__Task__
Format the lines from the first one through the line containing "[[58, 71], [271, 58], [349, 27]]", both included, as a two-column CSV headed instruction and points, with one row for each text and its answer. Put each value in its own quoted field, replace any line breaks with spaces, and omit the pictures.
** start **
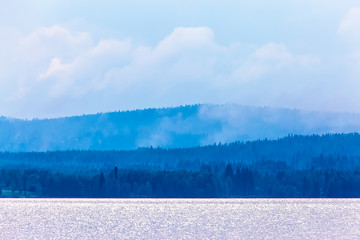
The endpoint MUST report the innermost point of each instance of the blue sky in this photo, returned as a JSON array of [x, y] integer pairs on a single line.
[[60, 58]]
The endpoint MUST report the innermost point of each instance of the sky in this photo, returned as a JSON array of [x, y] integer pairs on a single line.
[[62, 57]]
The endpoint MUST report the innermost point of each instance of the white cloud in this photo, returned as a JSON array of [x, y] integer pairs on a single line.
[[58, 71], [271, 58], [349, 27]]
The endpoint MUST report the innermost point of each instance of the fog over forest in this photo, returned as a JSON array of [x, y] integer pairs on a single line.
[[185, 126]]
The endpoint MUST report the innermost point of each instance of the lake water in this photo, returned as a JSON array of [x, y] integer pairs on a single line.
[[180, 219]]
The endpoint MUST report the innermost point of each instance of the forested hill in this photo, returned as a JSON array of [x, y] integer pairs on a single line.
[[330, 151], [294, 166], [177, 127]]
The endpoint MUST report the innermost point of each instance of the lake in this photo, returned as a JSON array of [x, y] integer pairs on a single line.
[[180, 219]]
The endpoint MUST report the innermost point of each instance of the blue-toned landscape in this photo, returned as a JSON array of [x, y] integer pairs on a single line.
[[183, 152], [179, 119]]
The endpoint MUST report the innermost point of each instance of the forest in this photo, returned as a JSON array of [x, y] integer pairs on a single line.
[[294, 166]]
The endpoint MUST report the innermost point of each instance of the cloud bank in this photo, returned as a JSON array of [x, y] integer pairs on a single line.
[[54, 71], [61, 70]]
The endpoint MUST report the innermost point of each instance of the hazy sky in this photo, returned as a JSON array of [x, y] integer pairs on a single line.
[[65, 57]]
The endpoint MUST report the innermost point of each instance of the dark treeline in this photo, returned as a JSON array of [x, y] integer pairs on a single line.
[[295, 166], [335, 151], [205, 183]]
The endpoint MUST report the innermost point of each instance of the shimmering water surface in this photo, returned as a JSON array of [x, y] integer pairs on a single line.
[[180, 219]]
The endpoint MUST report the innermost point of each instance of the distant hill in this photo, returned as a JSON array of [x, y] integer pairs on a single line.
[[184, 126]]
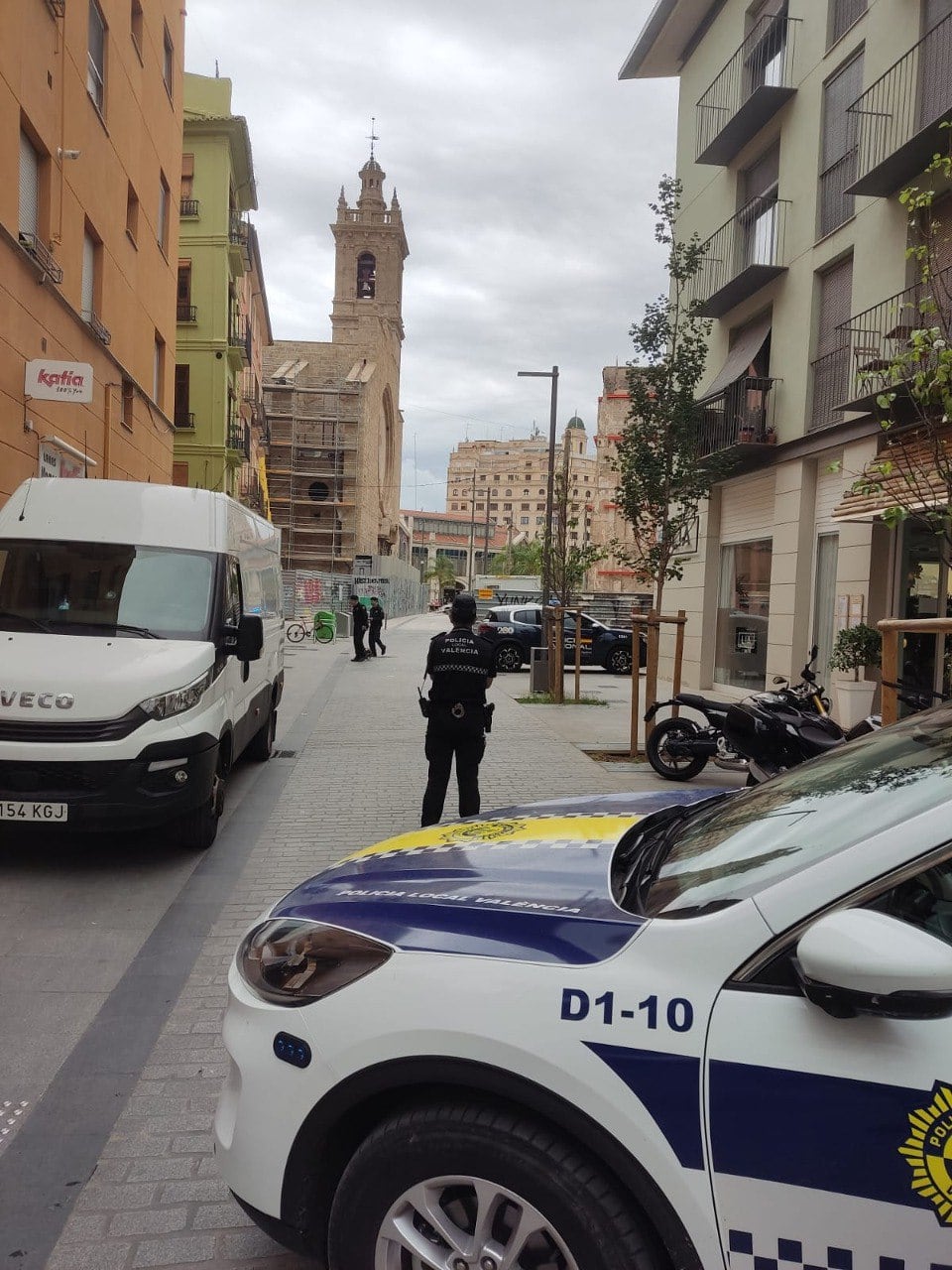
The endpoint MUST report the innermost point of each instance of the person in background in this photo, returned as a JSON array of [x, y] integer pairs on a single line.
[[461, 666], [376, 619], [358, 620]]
** end **
__Task solution__
instruction,points
"The endpoint MUST report the innermost point of each instance of the blue sky in this photo, returned as a JSON array of [x, y] integer pairs on a single line.","[[60, 58]]"
"The endpoint MUST report the innermost point of each instance of the sky in this photo, returned as a JSON array of [x, y] integer pairs on a single line.","[[62, 57]]"
"The endpoint MUST report the innermost point of each instance of the white cloud in this photo, returned as a JSON array of [x, y] integer pairs on a single line.","[[58, 71], [271, 58], [349, 27]]"